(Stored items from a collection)
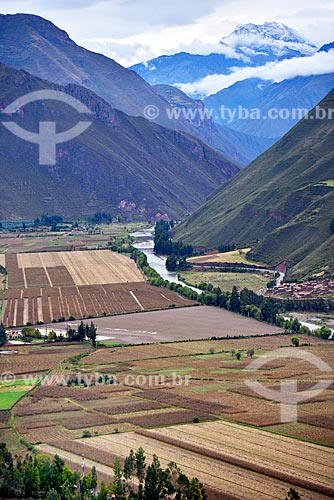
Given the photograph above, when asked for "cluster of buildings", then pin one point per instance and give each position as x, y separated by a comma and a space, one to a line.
313, 289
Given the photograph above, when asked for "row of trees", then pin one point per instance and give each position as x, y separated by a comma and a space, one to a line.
36, 476
165, 246
245, 302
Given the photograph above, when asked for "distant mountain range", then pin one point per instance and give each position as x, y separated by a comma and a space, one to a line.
281, 205
248, 45
121, 164
32, 43
292, 98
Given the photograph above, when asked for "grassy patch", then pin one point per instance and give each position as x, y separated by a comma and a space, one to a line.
226, 281
20, 382
9, 398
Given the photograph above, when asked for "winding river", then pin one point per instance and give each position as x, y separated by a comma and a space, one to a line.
146, 245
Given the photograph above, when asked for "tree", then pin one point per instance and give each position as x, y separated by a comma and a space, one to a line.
235, 304
3, 335
238, 355
103, 493
171, 263
94, 478
118, 474
81, 335
331, 226
196, 490
129, 465
293, 495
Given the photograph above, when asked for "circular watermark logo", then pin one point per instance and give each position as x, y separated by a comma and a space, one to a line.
47, 137
7, 378
288, 395
151, 112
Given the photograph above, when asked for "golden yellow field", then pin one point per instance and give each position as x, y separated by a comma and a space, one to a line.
234, 460
235, 256
91, 267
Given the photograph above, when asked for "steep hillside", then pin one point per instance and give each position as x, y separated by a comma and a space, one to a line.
237, 146
291, 96
119, 164
282, 204
36, 45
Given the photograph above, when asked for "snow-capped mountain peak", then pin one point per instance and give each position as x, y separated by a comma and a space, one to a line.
271, 39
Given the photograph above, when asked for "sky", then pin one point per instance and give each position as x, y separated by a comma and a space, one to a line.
132, 31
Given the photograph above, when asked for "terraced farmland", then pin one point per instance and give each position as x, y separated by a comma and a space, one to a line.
44, 287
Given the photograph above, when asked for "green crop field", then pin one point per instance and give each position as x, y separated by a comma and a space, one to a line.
226, 281
8, 398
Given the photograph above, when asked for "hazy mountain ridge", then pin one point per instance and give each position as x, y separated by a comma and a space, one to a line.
299, 93
121, 164
247, 45
281, 204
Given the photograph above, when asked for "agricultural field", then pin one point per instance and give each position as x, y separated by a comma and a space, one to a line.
226, 281
152, 395
41, 241
233, 257
49, 269
230, 459
44, 287
191, 323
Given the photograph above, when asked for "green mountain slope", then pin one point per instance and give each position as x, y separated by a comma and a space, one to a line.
281, 204
36, 45
119, 164
239, 147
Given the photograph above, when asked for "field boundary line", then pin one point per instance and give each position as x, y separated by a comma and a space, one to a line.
240, 462
137, 300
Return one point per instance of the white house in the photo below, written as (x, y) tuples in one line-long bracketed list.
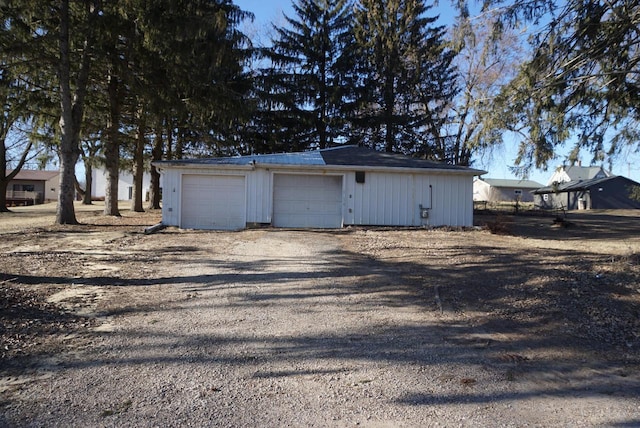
[(125, 184), (503, 190), (328, 188), (33, 186)]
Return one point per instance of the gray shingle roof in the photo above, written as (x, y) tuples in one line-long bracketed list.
[(574, 185), (337, 156), (524, 184)]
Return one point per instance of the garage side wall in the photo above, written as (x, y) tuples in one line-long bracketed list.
[(171, 197), (394, 199)]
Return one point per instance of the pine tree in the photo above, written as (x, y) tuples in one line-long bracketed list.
[(305, 90), (404, 68)]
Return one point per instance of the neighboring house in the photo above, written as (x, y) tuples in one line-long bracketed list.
[(498, 190), (125, 185), (564, 174), (327, 188), (33, 187), (613, 192)]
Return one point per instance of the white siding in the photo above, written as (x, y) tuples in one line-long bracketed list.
[(394, 199), (385, 198)]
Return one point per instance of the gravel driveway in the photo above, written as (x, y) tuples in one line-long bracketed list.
[(278, 328)]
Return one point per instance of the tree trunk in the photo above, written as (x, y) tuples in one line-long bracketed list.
[(112, 149), (71, 113), (156, 155), (88, 179), (138, 165), (3, 196)]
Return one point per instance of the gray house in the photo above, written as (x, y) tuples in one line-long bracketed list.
[(328, 188), (612, 192)]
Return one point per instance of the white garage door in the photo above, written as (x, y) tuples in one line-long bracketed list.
[(213, 202), (307, 201)]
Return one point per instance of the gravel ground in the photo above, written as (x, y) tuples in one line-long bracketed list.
[(378, 328)]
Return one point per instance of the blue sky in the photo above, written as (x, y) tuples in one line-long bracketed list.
[(497, 162)]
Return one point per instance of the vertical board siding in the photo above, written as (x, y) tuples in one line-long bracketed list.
[(394, 199), (384, 199)]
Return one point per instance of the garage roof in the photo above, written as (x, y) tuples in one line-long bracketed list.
[(353, 156)]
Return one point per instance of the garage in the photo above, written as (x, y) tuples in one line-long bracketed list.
[(213, 202), (307, 201), (327, 188)]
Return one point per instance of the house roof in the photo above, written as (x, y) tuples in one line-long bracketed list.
[(34, 175), (352, 156), (523, 184), (576, 172), (579, 185)]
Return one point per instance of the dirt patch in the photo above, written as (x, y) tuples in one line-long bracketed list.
[(377, 327)]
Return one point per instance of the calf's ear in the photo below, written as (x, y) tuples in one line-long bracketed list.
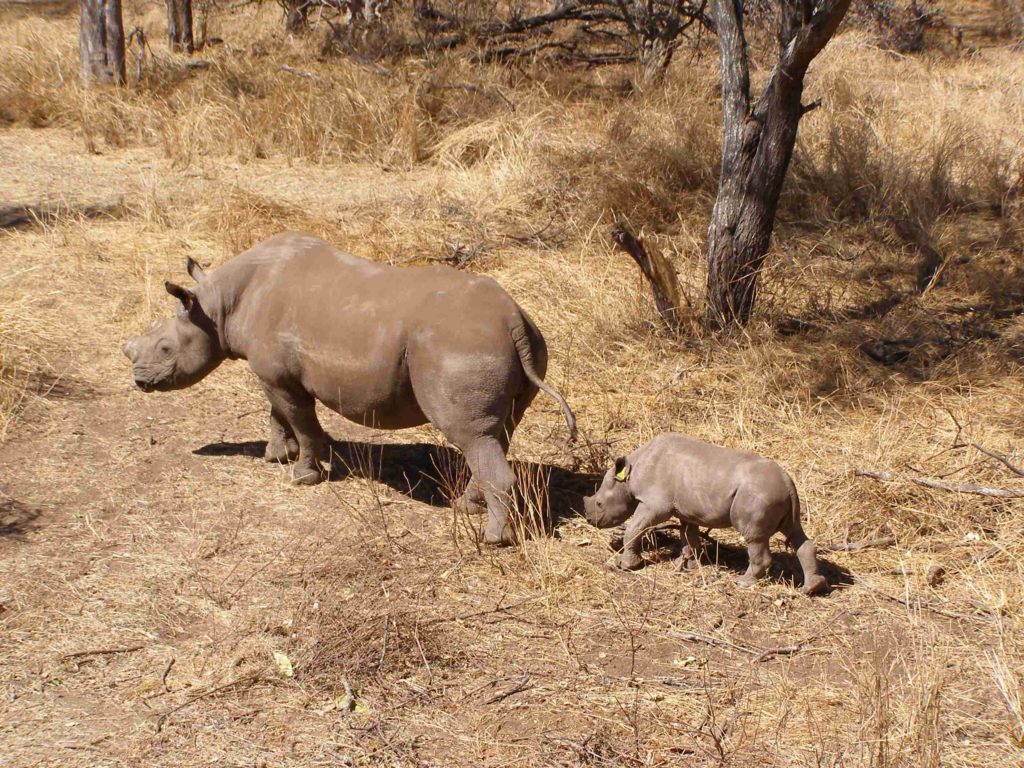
[(186, 297), (195, 270), (623, 468)]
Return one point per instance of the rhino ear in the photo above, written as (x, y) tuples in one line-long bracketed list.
[(195, 270), (186, 297), (623, 468)]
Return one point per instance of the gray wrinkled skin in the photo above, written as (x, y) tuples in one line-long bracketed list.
[(704, 485), (384, 346)]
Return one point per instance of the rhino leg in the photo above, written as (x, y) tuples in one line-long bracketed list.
[(808, 556), (644, 518), (472, 502), (298, 411), (693, 550), (494, 477), (282, 446), (760, 554)]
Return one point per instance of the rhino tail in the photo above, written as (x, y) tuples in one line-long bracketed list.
[(521, 338), (791, 525)]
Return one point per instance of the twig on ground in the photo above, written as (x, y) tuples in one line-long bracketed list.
[(1001, 459), (517, 688), (300, 73), (244, 680), (101, 652), (167, 671), (716, 641), (781, 650), (857, 546), (956, 487), (922, 603), (474, 614)]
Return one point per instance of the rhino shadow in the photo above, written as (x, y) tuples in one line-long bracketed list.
[(16, 519), (433, 474), (665, 544)]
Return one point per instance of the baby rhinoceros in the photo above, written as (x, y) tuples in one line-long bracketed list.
[(704, 484)]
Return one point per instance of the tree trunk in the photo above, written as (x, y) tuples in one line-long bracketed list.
[(757, 145), (179, 34), (101, 42)]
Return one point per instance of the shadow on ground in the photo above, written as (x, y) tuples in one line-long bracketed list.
[(784, 567), (428, 473), (16, 519)]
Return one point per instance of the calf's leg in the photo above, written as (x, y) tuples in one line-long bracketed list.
[(644, 518)]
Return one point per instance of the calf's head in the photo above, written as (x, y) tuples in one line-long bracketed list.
[(612, 502), (178, 351)]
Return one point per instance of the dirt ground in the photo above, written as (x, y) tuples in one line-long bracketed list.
[(168, 598)]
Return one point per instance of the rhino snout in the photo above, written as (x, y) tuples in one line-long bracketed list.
[(130, 348)]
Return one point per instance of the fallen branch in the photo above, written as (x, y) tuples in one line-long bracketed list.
[(1001, 459), (517, 688), (300, 73), (101, 652), (492, 93), (245, 680), (905, 602), (656, 269), (782, 650), (956, 487), (167, 671), (760, 654), (857, 546), (25, 215)]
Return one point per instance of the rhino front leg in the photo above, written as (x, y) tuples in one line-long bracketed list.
[(693, 551), (298, 411), (644, 518), (282, 446)]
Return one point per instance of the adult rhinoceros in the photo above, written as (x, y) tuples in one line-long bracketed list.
[(388, 347)]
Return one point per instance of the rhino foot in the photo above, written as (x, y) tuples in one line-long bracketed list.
[(631, 562), (466, 506), (498, 537), (307, 476), (282, 453), (815, 585), (686, 563)]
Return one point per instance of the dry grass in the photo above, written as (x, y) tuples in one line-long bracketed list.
[(143, 524)]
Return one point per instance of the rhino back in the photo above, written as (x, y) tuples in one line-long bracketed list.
[(700, 479), (349, 329)]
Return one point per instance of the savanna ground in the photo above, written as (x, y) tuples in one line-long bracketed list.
[(152, 565)]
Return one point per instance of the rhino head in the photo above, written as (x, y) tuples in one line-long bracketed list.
[(612, 502), (178, 351)]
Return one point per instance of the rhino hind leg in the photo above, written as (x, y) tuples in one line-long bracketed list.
[(472, 502), (760, 555), (298, 412), (494, 478), (693, 552), (807, 553), (282, 448)]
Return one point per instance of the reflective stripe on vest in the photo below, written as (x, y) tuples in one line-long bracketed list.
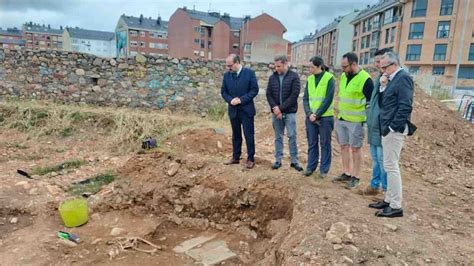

Given problem: Copy every line from the line with "Return one point per instance of the dirt ground" up to and including the line with "[(143, 524)]". Keep all of these lines unchanged except that you add -31 to each coordinate value in the answers.

The reply:
Return one point per instance of the dirt ground in the photo above, written as (x, y) tuples in one line-long bracketed list.
[(137, 567)]
Return one point per instance of the rhino snout in the photo above, written as (x, y) tuples in one line-long bracketed list.
[(99, 317)]
Return one point per instance of the fallen branch in the photo above, written as (x, y) tuples in one line-long bracketed list.
[(970, 428), (486, 657), (269, 42), (70, 621), (461, 62), (214, 649), (874, 571), (625, 238), (751, 619), (925, 456), (136, 640), (729, 623), (826, 515), (-6, 184)]
Return one point per instance of the rhino front leg in the photo above, written as (x, y) tuples in one line-long bracketed list.
[(662, 520), (267, 380), (613, 487), (251, 415)]
Return one point per instance of the adult rhinoceros in the photo above, written as (x, y) tuples in one line-long bracketed list.
[(357, 316)]
Return one point per instance of the rhino foot in the photo above, written as (x, y) tuples in one line-long bracketed list.
[(600, 531), (435, 475), (467, 506), (276, 445), (251, 422), (784, 554), (655, 532)]
Return one point per instance of the dry grass in the photo above, written as (x, y) tuples in one line-long bracketed list.
[(112, 493)]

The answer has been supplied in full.